#### DATA PROVIDED

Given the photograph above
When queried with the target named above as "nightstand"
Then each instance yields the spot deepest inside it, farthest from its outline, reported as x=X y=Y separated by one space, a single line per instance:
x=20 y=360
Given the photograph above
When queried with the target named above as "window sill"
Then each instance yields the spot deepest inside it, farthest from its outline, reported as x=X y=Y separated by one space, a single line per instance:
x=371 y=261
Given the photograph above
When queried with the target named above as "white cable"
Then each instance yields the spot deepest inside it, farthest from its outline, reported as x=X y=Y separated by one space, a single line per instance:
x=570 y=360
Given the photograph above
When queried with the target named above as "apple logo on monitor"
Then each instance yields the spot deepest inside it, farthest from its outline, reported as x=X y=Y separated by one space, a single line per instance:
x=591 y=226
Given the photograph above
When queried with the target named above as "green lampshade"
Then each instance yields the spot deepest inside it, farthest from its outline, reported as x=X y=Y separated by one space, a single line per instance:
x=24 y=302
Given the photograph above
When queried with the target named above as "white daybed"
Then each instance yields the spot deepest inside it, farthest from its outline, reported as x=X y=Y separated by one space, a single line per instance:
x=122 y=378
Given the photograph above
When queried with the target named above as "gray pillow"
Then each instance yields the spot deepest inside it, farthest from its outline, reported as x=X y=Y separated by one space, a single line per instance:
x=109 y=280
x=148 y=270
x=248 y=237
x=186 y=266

########

▶ DESCRIPTION OF THE TASK: Can you reproduce every item above word for word, with nothing changed?

▶ FULL OUTPUT:
Given the photograph above
When queried with the target named above as "nightstand"
Then each instance yields the spot deepest inside it, farthest from its outline, reported as x=X y=Y separated by one space, a single line per instance:
x=20 y=360
Given the photograph above
When queried with the target named above as "window sill"
Then each instance yields the spot deepest inside it, farthest from its outline, reported as x=X y=Y separated by one space, a single line per instance:
x=371 y=261
Given the photograph above
When queried with the target named above as "white cable"
Then each instance yields the spot deepest inside it, farthest from its outline, reported as x=X y=Y separated by one space, a single line per instance:
x=570 y=360
Given the photograph above
When queried with the target named above as "apple logo on monitor"
Then each instance yields the spot deepest inside it, farthest from its outline, reported as x=X y=Y separated by one space, a single line per instance:
x=591 y=226
Given the photograph above
When queried with the target named above as "green lampshade"
Then each instance yields the spot deepest inside it, farthest from its outline, reported as x=X y=Y separated by one space, a single line per instance:
x=24 y=302
Given the photograph above
When queried with the target named above as "white daybed"
Then each instance yields the spot deepest inside it, farthest from its outline, reported as x=X y=Y separated by one space, a single line per instance:
x=122 y=378
Given the photograph above
When queried with the target named above as "gray pillow"
Then each instance yields the spot deepest inside it, farthest from its outline, reported as x=X y=Y separated by one space, a single line per instance:
x=109 y=280
x=148 y=270
x=248 y=237
x=186 y=266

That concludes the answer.